== EXERCISE DETAILS ==
Pick up the passage on gift money and wraparound mortgages after its last line and continue it.

== QUOTED PASSAGE ==
════════
For many types of loans, there is no problem in using gift money. This includes principal residences and second home, but usually not investment properties. There are exceptions, such as high balance loans where Fannie Mae requires a minimum amount of non-gift money. There are also additional rules if the donor is a domestic partner. If the donor is connected to the transaction (the builder, seller, real estate agent), then gift money is not allowed.
The lender will want to see:
- Proof of the existence of the funds.
- Verification of how the funds were transferred.
- A gift letter.
Make sure that you prepare, in advance, a gift letter, following these steps, as explained by Fannie Mae’s selling guide, The gift letter must:
- “specify the dollar amount of the gift;
- “specify the date the funds were transferred;
- “include the donor’s statement that no repayment is expected; and
- “indicate the donor’s name, address, telephone number, and relationship to the borrower.”
Before you transfer any funds, check with your loan officer about the requirements for your specific loan.
Your last question deals with a non-conventional manner of structuring the sale of your property. I am not sure why you are investigating this option, as you start by mentioning that you want to gift money from the sale of your house. Is your mortgage interest rate that significantly less than today’s market? Will you be getting enough cash from the sell?
A wraparound mortgage works like this:
- You maintain your mortgage on the property.
════════
== RECORDS ==
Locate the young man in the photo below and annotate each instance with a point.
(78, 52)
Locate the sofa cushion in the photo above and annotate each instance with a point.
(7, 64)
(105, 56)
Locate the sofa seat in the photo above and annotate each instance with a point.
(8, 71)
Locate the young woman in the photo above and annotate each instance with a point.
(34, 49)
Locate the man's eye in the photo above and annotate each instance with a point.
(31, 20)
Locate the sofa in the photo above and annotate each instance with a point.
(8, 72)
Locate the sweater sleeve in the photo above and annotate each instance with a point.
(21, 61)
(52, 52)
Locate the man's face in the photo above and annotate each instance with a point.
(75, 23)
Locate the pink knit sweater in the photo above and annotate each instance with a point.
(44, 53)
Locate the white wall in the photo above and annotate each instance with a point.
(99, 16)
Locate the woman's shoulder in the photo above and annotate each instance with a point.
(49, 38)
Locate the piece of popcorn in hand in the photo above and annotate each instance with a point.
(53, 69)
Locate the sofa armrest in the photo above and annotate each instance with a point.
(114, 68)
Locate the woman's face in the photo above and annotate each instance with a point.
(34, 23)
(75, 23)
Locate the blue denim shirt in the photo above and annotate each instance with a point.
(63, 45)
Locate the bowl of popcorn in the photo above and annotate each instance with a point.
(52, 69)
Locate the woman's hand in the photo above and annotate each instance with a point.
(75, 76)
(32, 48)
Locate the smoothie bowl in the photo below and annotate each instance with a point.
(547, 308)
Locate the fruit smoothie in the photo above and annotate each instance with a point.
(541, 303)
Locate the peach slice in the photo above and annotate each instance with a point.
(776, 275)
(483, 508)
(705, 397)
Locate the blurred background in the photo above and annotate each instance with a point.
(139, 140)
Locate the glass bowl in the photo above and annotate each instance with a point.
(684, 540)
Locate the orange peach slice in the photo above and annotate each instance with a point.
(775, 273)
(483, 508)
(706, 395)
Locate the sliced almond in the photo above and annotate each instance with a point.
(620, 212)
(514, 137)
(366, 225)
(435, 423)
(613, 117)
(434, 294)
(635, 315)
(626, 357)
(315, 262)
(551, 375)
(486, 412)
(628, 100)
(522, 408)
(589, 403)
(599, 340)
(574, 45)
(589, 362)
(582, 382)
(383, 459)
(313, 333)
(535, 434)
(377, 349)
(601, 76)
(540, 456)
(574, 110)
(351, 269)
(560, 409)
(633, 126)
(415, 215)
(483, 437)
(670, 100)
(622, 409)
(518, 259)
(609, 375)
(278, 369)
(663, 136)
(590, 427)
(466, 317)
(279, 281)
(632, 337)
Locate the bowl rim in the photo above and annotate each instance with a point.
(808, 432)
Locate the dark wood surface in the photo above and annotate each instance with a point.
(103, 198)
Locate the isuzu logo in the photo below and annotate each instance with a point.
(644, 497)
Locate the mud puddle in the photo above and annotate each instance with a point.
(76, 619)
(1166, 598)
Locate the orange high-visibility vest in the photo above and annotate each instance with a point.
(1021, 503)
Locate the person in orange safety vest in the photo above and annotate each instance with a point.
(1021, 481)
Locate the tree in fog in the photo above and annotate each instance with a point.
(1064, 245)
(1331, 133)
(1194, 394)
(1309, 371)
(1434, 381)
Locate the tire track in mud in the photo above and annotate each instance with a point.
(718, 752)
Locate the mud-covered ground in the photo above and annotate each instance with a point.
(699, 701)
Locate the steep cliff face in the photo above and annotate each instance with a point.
════════
== ANSWER FOR THE TASK ==
- You transfer title of the property to your seller against a small cash payment and registration. (This will be subject to your title and mortgage).
- You register a mortgage under the seller’s rights.
The obvious advantage to the wrap-around mortgage is that you make money on the spread between your low-interest-rate mortgage and the higher rate you charge the buyer. However, there are risks involved including these three:
- Most loans are not assumable. If that is the case with your mortgage loan, then you will be in breach of the “due on sale” clause, which requires you to repay the loan upon sale of the property.
- Can the buyer afford to make the payments? Although you are protected if the buyer defaults, you are still responsible for the payments on the mortgage listed in your name. If the property values drop, then it is more likely that the buyer will walk away from the property leaving you with an underwater mortgage.
- Making the payment arrangements may be complicated. Since you are not a mortgage lender or servicer, you may have trouble making payment arrangements. You want to make sure that you continue to make your mortgage payments on time. Remember, you are responsible for the loan and any late payments will show up on your credit report and hurt your credit score. If you are relying on the borrower’s payments to you to cover your mortgage, then you are at a high risk. It is possible that the borrower will want to make payments directly to your mortgage servicer or through a third party that divides the sum between your lender and yourself.
Basically, wraparound mortgages are a high-risk loan. If your buyer is putting a small downpayment and/or can’t qualify for a conventional loan at the lower interest rate, then that is an indication of a high-risk borrower. Wrap around mortgages are particularly attractive in a market that has higher interest rates (so you have a spread) and rising housing prices (to reduce your risks of being left with an underwater property).
Before you consider such a loan, consult with an attorney who specializes in real estate and financial transactions.
I hope this information helps you Find. Learn & Save.